** PROBLEM REQUIREMENTS **
Quote the lines below verbatim, leaving out any pictures.

[BEGIN RECORDS FOR THIS TASK]

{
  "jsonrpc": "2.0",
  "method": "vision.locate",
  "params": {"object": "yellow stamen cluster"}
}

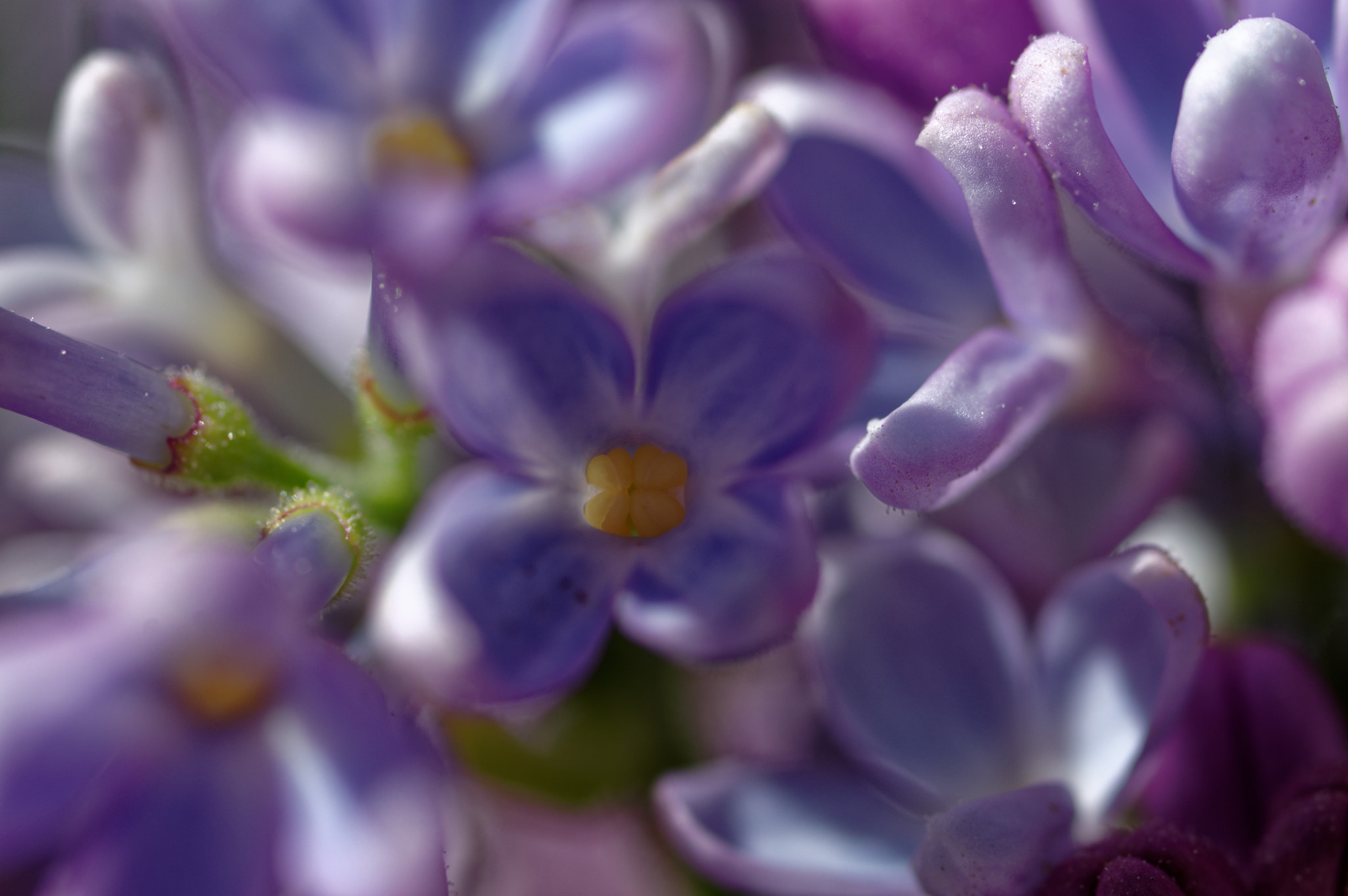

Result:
[585,445,687,537]
[371,112,473,176]
[171,648,275,726]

[END RECORDS FOR THIS TASK]

** OUTPUT OF THE TASK **
{
  "jsonrpc": "2.0",
  "method": "vision.locate",
  "params": {"object": "yellow stamen cluster"}
}


Result:
[585,445,687,537]
[371,112,473,176]
[171,648,275,726]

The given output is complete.